━━━━━ WORKING DATA ━━━━━
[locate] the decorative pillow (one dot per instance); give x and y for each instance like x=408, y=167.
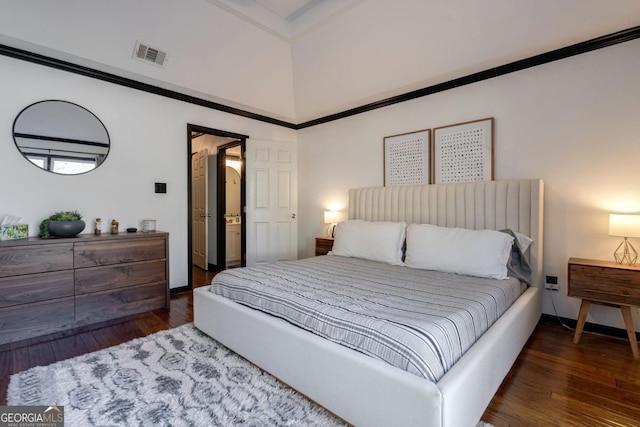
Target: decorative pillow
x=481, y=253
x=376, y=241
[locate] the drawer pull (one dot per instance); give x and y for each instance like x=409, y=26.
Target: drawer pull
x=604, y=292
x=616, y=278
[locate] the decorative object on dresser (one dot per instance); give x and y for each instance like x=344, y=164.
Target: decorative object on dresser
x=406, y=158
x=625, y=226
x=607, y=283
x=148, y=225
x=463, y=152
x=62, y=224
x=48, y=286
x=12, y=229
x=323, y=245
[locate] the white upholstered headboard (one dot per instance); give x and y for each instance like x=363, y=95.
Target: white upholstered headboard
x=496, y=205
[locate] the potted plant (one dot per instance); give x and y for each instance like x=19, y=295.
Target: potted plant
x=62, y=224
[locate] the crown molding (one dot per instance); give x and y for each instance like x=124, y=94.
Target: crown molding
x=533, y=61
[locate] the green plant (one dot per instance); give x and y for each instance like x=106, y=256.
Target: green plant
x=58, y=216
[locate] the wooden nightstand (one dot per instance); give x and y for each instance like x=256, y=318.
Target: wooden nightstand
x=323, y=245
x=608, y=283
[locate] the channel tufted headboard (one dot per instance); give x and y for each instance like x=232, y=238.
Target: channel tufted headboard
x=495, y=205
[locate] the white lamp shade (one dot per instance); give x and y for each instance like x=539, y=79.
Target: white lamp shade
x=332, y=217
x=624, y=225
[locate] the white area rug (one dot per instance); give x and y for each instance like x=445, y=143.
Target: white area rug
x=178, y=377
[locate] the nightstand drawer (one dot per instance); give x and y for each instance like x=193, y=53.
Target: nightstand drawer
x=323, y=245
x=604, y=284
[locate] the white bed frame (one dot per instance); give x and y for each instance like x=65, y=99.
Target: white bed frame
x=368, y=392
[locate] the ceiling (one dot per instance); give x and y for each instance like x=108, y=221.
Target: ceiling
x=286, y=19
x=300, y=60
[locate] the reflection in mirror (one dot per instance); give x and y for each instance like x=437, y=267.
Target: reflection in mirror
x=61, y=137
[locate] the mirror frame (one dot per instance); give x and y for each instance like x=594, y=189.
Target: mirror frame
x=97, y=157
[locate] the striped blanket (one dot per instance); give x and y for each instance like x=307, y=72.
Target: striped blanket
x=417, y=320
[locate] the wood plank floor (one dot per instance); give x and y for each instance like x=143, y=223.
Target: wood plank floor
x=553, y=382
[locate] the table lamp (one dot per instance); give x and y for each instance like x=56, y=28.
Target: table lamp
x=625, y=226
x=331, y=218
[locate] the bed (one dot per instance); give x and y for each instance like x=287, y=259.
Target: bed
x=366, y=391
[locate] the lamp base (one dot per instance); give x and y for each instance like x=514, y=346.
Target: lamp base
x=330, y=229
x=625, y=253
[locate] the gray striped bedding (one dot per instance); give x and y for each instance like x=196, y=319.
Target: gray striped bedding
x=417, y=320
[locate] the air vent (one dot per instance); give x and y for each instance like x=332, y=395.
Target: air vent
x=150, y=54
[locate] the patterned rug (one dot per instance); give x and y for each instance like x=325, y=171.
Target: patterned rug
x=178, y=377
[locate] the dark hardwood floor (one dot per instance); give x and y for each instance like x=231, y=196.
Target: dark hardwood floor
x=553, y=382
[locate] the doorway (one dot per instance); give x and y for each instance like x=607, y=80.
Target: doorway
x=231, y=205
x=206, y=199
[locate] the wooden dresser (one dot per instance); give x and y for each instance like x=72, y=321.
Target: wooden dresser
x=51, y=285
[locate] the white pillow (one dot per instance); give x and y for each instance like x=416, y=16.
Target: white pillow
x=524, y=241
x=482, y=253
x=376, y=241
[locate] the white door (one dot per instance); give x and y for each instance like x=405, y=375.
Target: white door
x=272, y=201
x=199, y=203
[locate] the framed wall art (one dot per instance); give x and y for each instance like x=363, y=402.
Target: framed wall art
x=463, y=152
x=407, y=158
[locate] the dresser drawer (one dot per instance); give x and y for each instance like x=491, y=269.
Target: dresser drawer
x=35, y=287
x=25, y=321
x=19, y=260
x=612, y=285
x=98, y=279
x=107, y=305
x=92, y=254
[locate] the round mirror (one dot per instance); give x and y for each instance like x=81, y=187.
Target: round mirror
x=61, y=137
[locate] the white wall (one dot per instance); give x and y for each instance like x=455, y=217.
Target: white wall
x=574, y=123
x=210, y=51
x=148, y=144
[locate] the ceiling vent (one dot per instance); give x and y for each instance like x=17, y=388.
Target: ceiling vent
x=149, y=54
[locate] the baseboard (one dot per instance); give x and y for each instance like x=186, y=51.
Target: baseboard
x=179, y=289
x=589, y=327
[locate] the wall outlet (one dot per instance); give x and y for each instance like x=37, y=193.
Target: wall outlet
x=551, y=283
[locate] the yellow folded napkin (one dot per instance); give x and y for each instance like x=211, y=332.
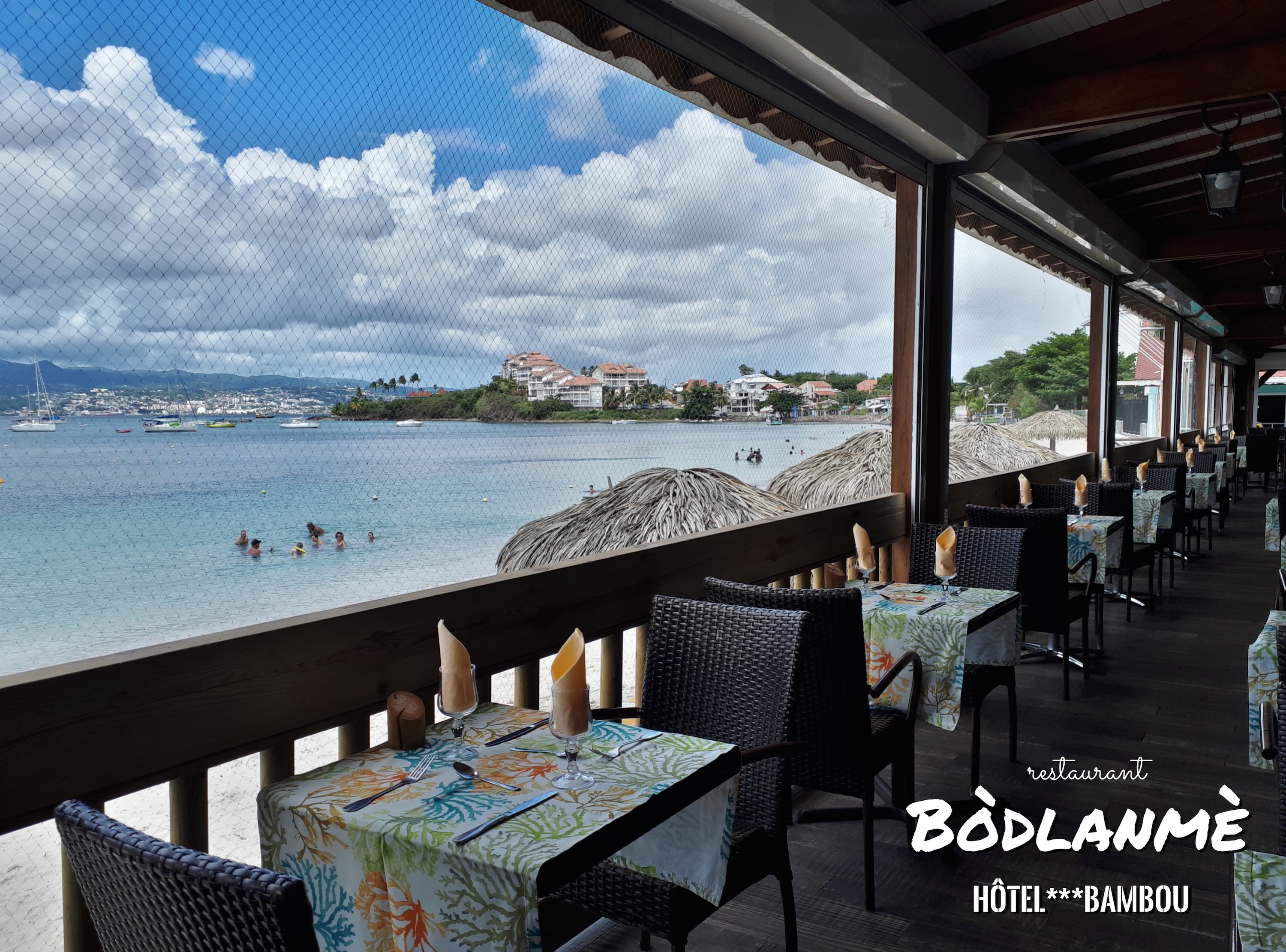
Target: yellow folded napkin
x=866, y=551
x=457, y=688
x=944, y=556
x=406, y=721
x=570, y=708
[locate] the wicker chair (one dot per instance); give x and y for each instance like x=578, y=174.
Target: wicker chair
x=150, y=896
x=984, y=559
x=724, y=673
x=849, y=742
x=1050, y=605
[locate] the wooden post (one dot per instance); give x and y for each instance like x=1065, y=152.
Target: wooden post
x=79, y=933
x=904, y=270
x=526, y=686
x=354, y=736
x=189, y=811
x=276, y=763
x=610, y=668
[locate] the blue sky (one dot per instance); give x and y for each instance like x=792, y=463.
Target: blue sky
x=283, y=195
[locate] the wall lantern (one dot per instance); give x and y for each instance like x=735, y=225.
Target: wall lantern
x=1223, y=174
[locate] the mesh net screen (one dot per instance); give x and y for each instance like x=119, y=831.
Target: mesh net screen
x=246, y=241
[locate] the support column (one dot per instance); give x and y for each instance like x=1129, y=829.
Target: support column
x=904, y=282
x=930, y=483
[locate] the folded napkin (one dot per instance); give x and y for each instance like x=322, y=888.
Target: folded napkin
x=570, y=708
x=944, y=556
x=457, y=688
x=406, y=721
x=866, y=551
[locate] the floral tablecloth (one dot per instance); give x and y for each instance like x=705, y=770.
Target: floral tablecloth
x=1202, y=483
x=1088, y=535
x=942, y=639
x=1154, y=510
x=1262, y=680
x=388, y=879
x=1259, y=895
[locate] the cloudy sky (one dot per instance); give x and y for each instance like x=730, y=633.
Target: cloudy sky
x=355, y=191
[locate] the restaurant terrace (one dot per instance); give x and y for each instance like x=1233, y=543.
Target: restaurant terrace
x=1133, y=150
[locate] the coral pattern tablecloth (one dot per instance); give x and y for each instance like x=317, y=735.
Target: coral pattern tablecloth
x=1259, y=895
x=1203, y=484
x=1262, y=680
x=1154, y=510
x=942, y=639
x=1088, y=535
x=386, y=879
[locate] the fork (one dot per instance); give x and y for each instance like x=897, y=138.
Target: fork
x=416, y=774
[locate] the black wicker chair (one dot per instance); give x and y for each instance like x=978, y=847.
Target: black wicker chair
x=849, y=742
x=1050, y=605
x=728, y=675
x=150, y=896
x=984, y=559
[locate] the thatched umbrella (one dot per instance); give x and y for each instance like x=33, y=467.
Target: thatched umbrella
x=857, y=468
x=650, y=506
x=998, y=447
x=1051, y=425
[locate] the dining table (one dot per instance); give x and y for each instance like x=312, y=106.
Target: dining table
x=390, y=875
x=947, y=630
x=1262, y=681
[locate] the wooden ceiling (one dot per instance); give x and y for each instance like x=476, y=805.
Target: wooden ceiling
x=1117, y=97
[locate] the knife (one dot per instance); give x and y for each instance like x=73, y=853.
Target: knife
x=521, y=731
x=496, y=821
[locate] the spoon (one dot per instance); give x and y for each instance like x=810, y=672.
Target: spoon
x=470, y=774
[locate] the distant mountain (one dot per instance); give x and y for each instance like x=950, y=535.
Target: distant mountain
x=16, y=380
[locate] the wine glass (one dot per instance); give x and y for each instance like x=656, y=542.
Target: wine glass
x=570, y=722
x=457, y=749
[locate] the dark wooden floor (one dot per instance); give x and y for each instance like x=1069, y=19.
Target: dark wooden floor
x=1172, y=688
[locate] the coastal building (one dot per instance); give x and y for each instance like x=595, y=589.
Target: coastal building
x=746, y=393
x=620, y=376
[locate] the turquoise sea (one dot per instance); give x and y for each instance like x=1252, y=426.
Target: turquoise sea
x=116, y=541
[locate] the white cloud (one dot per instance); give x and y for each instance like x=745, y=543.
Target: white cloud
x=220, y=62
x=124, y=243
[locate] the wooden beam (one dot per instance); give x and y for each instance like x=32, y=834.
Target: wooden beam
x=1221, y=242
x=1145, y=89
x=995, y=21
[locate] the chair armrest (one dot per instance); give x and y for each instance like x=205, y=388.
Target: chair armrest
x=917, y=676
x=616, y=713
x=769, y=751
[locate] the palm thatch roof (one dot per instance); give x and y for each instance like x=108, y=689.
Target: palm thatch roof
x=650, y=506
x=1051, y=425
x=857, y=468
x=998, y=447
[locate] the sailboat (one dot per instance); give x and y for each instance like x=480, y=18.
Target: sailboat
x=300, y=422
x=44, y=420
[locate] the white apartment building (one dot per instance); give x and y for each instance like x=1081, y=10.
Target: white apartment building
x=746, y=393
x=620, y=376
━━━━━
*EXERCISE REQUIREMENTS:* Take exactly the lines from the one containing "[locate] the reflection" through the one containing "[locate] the lamp" in the data above, and output them with nothing added.

*SOLUTION TO THE EXERCISE:*
[locate] the reflection in mirror (one dot per instance); give x and y for each instance like x=437, y=267.
Target: reflection in mirror
x=61, y=137
[locate] the mirror frame (one dot per instance); give x and y for each instance like x=594, y=189.
Target: mirror frame
x=97, y=157
[locate] the striped blanket (one dot per instance); give x and y for each instance like x=307, y=72.
Target: striped blanket
x=417, y=320
[locate] the wood plank floor (one dot per instance); give x and y for each instance like x=143, y=223.
Target: wood plank floor
x=553, y=382
[locate] the table lamp (one dot per instance); give x and y for each instance like x=56, y=28.
Target: table lamp
x=625, y=226
x=331, y=218
[locate] the bed (one dot per instance); give x and y for each instance like x=287, y=259.
Target: bed
x=366, y=391
[locate] the lamp base (one dot per instance); give x and y for each instance like x=514, y=346.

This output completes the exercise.